> [目的]
下のリストで、文字列「tiered」を含む行はどれですか?該当する行をすべて書き出してください。

(コレクションから取り出した項目)
......

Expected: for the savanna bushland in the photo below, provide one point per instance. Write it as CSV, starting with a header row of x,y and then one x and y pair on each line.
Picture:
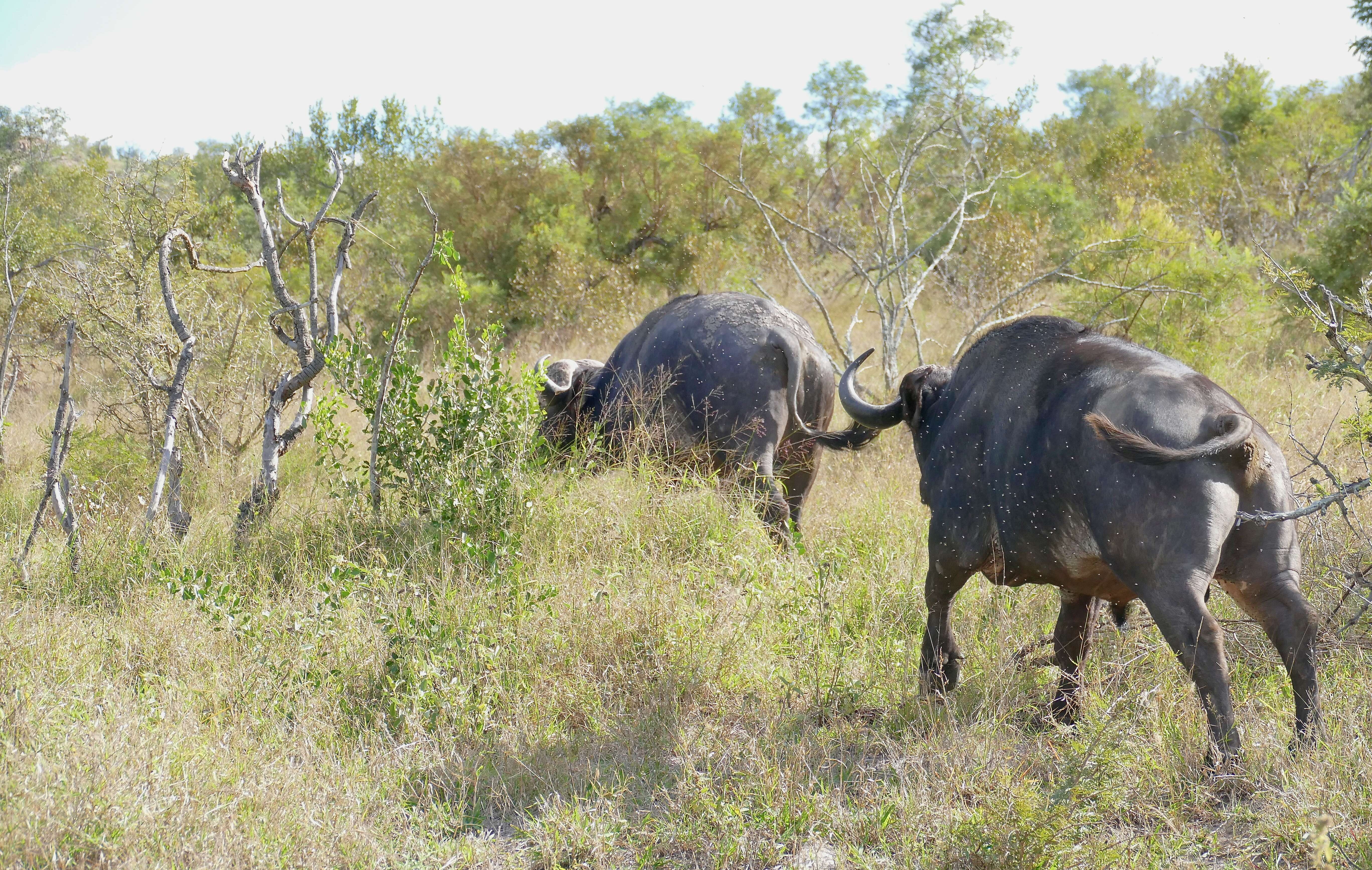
x,y
317,596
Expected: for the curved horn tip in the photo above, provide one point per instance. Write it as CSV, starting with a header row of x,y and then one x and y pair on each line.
x,y
862,412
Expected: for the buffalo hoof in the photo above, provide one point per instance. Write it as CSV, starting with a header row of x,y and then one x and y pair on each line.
x,y
1305,740
943,680
1223,762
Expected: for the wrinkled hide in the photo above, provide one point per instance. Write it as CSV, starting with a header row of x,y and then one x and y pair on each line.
x,y
1054,455
729,378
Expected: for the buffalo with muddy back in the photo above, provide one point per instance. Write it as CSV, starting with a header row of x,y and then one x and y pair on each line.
x,y
735,378
1056,455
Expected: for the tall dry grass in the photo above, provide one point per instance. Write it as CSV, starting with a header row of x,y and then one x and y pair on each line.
x,y
645,683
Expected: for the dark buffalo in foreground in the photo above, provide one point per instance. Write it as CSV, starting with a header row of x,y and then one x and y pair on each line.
x,y
1056,455
732,376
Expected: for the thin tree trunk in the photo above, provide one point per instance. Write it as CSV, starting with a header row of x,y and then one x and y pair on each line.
x,y
57,453
374,478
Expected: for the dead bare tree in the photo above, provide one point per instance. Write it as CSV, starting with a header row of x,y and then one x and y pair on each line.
x,y
374,478
891,259
305,338
66,418
176,390
9,360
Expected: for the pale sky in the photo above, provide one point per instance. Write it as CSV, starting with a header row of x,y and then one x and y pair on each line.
x,y
162,76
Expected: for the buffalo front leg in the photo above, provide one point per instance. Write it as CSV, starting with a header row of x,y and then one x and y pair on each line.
x,y
772,501
1072,639
1198,643
940,659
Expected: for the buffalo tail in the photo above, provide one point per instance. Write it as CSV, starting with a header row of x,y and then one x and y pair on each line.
x,y
1235,430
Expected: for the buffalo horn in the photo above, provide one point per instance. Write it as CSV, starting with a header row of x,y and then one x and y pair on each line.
x,y
548,382
870,416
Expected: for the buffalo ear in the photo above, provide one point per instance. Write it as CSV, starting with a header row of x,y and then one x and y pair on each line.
x,y
913,394
918,389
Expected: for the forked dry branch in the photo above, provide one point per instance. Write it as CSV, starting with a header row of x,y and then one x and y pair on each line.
x,y
304,340
176,390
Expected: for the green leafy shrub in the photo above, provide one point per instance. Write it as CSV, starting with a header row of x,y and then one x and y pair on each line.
x,y
453,447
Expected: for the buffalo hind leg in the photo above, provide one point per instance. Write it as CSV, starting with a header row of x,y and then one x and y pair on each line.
x,y
1290,623
1072,639
1198,643
940,659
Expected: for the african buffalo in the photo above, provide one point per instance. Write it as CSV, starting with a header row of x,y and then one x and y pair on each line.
x,y
1056,455
735,376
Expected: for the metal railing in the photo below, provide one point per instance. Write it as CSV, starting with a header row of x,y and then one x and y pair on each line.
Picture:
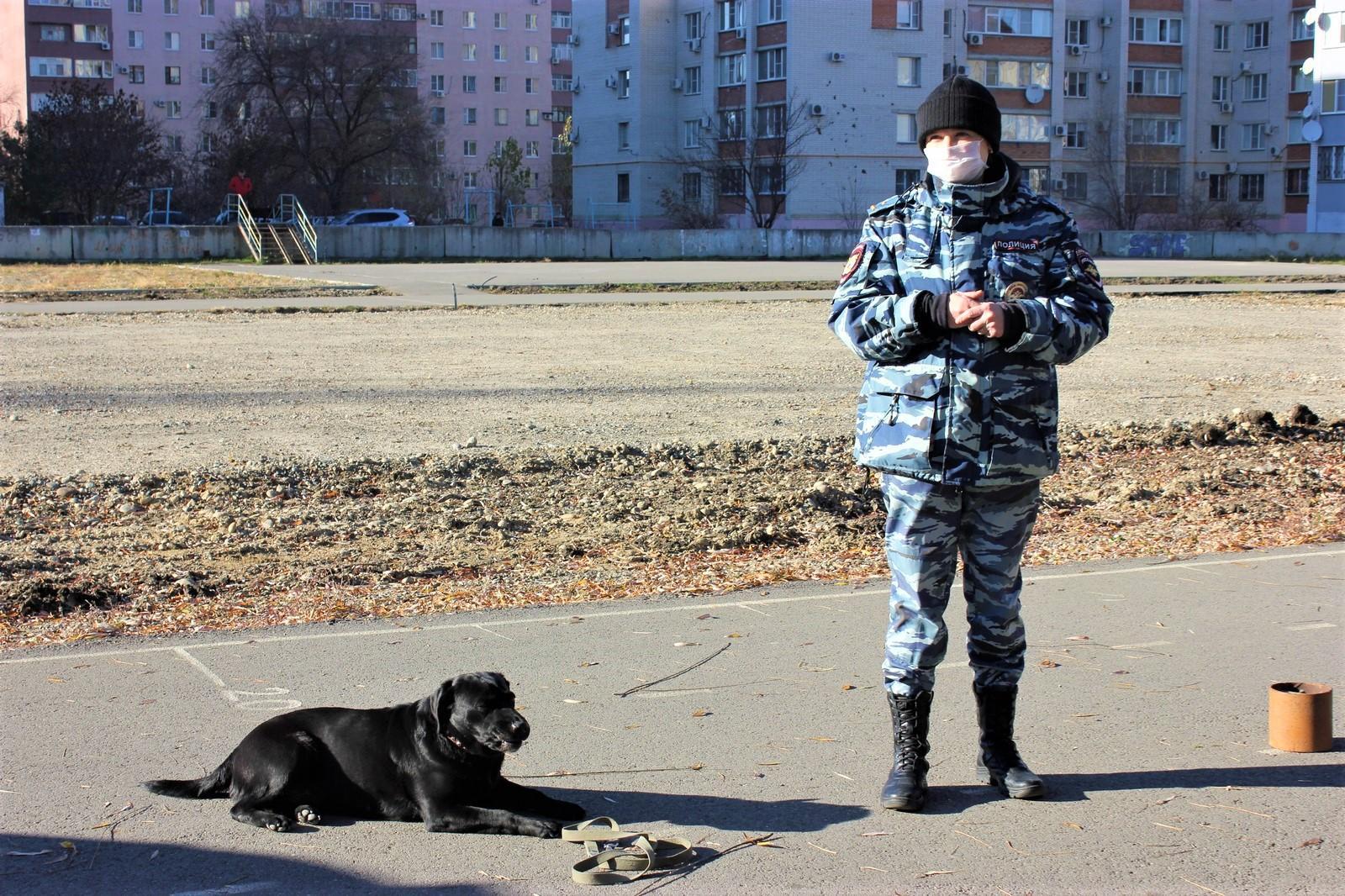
x,y
293,214
237,208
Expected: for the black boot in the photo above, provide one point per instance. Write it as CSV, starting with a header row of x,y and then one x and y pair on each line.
x,y
999,762
905,788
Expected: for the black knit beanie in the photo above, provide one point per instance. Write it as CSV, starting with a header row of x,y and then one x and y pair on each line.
x,y
959,103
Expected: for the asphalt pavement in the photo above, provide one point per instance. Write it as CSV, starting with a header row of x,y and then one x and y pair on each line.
x,y
1143,707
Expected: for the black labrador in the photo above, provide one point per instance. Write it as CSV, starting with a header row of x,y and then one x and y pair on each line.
x,y
435,761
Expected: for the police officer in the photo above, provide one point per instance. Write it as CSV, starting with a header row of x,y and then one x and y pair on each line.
x,y
963,295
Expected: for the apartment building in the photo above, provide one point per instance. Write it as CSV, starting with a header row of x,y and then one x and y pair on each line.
x,y
1145,111
488,69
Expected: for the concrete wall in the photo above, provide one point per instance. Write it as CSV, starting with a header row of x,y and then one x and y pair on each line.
x,y
423,244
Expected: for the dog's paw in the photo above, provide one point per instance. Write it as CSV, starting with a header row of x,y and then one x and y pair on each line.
x,y
569,811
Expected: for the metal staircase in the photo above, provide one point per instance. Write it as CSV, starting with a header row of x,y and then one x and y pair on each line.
x,y
289,239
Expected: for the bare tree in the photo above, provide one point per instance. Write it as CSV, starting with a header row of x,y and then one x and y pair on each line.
x,y
338,100
753,163
85,152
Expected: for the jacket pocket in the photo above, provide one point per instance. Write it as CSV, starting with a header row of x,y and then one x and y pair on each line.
x,y
896,423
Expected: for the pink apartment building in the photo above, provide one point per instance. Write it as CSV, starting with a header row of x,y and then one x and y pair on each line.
x,y
488,69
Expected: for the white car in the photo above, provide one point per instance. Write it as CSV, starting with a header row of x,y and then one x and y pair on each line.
x,y
376,219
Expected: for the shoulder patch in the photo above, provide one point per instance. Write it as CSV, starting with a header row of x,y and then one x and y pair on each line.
x,y
853,262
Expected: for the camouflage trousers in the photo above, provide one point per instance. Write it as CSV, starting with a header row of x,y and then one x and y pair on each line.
x,y
928,525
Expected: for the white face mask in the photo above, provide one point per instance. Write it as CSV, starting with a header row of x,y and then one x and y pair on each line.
x,y
961,163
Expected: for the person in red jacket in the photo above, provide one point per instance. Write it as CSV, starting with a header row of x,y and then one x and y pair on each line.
x,y
240,183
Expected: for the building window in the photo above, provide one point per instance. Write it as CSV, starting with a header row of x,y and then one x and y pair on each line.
x,y
771,120
733,69
731,15
908,13
1333,96
1154,82
1154,30
771,65
1026,128
692,82
1152,182
1010,73
1251,187
1331,163
905,127
908,71
692,186
1258,35
1219,187
1165,132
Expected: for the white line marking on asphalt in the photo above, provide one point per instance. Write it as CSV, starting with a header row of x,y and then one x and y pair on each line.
x,y
643,611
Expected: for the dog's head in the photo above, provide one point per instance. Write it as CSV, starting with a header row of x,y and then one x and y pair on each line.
x,y
475,712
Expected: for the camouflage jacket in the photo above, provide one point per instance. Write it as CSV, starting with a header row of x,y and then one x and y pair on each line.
x,y
952,405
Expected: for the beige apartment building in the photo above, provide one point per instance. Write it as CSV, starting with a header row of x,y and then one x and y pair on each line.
x,y
1131,113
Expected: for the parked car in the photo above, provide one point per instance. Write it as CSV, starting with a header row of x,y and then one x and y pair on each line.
x,y
165,219
376,219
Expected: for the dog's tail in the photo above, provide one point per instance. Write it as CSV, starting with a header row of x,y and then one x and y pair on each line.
x,y
213,784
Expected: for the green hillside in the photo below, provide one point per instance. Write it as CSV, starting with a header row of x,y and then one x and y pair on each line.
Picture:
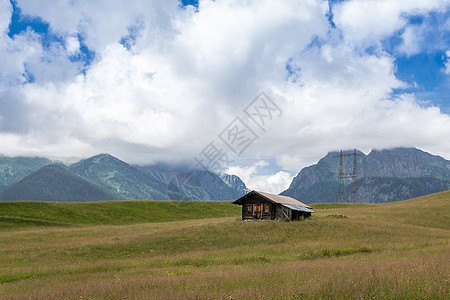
x,y
55,183
396,250
26,214
13,169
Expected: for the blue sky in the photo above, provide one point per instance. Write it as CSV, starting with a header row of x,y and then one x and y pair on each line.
x,y
166,78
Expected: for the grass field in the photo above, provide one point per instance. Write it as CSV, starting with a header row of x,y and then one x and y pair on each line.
x,y
136,250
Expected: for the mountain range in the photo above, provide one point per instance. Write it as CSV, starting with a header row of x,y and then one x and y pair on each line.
x,y
383,176
105,177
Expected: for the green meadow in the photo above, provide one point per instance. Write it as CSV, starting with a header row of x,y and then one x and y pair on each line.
x,y
201,250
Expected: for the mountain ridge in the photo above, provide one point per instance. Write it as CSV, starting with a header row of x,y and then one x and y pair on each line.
x,y
383,176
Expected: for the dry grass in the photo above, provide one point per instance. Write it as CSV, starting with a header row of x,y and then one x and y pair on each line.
x,y
390,251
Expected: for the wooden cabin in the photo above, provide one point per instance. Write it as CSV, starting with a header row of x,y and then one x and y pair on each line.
x,y
264,206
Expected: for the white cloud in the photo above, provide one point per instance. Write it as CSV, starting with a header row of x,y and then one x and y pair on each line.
x,y
272,183
447,62
189,74
366,22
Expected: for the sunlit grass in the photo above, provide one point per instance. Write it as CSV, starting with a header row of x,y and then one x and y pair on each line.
x,y
387,251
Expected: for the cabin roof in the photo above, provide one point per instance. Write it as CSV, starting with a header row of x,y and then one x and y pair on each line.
x,y
298,208
272,198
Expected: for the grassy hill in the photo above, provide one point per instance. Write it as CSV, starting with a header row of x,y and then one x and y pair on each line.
x,y
55,183
379,251
25,214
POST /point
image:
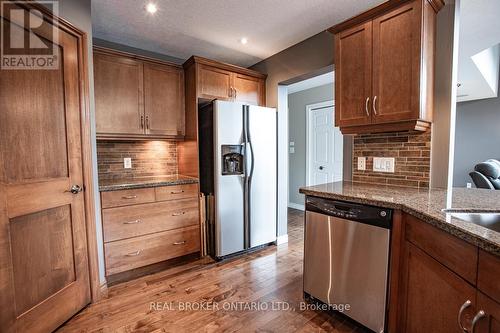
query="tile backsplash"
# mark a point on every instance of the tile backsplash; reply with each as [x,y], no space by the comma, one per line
[411,151]
[149,159]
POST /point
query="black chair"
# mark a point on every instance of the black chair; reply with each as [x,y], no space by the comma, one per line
[487,175]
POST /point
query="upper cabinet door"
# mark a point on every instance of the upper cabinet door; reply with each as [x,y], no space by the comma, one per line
[118,95]
[353,75]
[164,100]
[214,83]
[396,63]
[248,89]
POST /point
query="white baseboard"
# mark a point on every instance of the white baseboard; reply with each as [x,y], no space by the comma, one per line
[282,239]
[296,206]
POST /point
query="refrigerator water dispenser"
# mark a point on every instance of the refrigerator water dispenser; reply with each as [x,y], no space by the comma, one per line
[232,159]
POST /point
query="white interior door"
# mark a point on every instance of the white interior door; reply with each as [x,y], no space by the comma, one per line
[325,145]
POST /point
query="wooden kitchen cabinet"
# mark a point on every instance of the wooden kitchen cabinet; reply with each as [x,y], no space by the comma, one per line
[164,100]
[353,54]
[490,321]
[119,98]
[384,76]
[137,97]
[440,274]
[147,226]
[215,80]
[248,89]
[433,294]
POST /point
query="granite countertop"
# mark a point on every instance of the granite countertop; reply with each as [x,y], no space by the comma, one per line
[425,204]
[143,182]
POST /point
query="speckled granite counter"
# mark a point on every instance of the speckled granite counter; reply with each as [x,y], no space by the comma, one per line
[424,204]
[127,184]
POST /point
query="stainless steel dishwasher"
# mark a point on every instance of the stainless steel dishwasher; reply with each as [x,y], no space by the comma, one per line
[346,258]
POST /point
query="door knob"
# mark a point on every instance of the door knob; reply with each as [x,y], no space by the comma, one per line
[75,189]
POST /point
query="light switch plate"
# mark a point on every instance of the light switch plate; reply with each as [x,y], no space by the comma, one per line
[127,163]
[384,164]
[361,163]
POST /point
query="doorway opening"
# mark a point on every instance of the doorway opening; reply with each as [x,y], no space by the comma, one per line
[311,150]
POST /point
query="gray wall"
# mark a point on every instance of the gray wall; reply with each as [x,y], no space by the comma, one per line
[78,13]
[297,103]
[477,136]
[302,58]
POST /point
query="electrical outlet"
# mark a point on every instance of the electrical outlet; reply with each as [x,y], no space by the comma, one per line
[384,164]
[127,163]
[361,163]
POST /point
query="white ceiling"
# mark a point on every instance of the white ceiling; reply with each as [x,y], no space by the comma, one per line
[478,51]
[213,29]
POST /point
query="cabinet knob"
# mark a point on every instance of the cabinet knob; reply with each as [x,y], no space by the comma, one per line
[481,314]
[75,189]
[462,309]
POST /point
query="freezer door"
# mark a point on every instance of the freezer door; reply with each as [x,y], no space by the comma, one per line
[229,200]
[262,174]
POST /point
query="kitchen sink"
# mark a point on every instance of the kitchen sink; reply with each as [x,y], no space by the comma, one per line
[488,220]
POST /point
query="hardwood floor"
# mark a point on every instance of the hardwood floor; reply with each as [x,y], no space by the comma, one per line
[248,284]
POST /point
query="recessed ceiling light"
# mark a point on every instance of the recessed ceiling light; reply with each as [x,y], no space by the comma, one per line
[151,8]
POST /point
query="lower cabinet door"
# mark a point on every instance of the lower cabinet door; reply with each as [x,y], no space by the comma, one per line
[432,295]
[487,321]
[141,251]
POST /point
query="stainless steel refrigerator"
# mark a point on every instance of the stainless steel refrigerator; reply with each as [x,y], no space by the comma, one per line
[238,167]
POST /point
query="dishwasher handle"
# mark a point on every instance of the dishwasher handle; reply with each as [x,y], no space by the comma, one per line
[376,216]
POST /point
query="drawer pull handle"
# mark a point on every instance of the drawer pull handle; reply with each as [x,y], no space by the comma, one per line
[134,254]
[177,192]
[462,309]
[178,214]
[132,222]
[481,314]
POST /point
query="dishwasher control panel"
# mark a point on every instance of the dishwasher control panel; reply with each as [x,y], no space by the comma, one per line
[381,217]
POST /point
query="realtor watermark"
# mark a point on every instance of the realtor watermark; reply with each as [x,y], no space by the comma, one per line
[245,306]
[28,40]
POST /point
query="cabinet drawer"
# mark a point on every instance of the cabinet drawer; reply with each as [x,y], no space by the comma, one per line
[450,251]
[488,275]
[127,197]
[138,220]
[176,192]
[136,252]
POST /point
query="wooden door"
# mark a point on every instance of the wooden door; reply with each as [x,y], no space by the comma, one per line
[353,75]
[432,295]
[214,83]
[44,275]
[248,89]
[396,64]
[164,100]
[490,323]
[118,95]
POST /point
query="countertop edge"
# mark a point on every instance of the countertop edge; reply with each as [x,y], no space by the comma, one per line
[146,184]
[451,229]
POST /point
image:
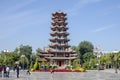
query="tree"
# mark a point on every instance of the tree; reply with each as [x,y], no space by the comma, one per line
[84,47]
[88,56]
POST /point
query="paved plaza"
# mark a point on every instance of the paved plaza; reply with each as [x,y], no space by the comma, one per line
[89,75]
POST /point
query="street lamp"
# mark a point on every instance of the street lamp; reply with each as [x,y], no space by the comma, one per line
[98,53]
[5,51]
[115,60]
[23,56]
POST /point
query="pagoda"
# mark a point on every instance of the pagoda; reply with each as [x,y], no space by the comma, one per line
[59,51]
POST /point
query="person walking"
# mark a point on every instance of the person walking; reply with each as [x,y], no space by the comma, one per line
[17,70]
[7,71]
[28,71]
[4,70]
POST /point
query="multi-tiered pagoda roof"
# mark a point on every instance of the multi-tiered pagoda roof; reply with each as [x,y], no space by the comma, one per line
[59,50]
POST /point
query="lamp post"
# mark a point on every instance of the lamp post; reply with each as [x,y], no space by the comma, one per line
[5,51]
[23,56]
[115,60]
[98,53]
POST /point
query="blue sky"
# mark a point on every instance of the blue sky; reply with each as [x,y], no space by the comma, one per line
[28,22]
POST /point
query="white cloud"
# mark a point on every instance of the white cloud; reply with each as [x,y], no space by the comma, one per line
[103,28]
[11,7]
[81,4]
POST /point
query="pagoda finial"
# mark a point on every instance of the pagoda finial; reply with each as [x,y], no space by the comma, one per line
[59,11]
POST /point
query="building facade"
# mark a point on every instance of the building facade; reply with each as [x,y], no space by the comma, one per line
[58,52]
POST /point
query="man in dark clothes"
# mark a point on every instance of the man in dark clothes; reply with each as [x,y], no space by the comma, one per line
[17,70]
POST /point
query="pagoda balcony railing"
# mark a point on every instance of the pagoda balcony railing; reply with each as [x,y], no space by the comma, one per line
[53,38]
[61,57]
[59,44]
[47,55]
[57,32]
[74,55]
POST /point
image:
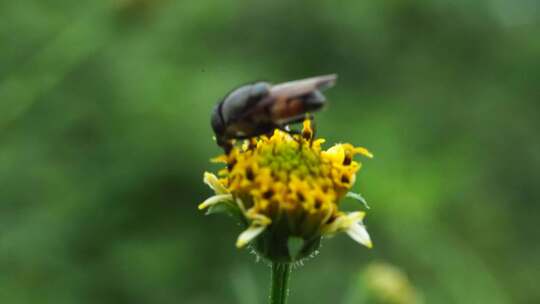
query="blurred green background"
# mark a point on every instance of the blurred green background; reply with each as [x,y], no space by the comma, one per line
[104,136]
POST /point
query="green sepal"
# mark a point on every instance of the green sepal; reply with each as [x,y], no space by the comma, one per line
[358,197]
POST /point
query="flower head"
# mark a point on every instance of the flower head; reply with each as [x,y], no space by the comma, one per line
[286,186]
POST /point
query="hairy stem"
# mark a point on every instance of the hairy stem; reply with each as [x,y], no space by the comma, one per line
[280,283]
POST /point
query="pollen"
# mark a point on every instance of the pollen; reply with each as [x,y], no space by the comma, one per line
[288,186]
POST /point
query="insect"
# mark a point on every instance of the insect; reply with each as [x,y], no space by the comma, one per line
[258,108]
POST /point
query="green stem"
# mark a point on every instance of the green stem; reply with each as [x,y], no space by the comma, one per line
[280,283]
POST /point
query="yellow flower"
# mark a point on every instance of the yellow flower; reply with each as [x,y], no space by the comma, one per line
[286,186]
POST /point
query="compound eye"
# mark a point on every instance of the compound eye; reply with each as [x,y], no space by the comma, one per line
[260,89]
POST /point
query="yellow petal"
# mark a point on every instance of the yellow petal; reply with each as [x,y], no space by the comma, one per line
[216,199]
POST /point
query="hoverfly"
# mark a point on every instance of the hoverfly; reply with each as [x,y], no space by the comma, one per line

......

> [出力全文]
query="multi-tiered pagoda roof"
# mark a point on every instance of the multi-tiered pagoda roof; reply with each as [x,y], no space by the comma, one per line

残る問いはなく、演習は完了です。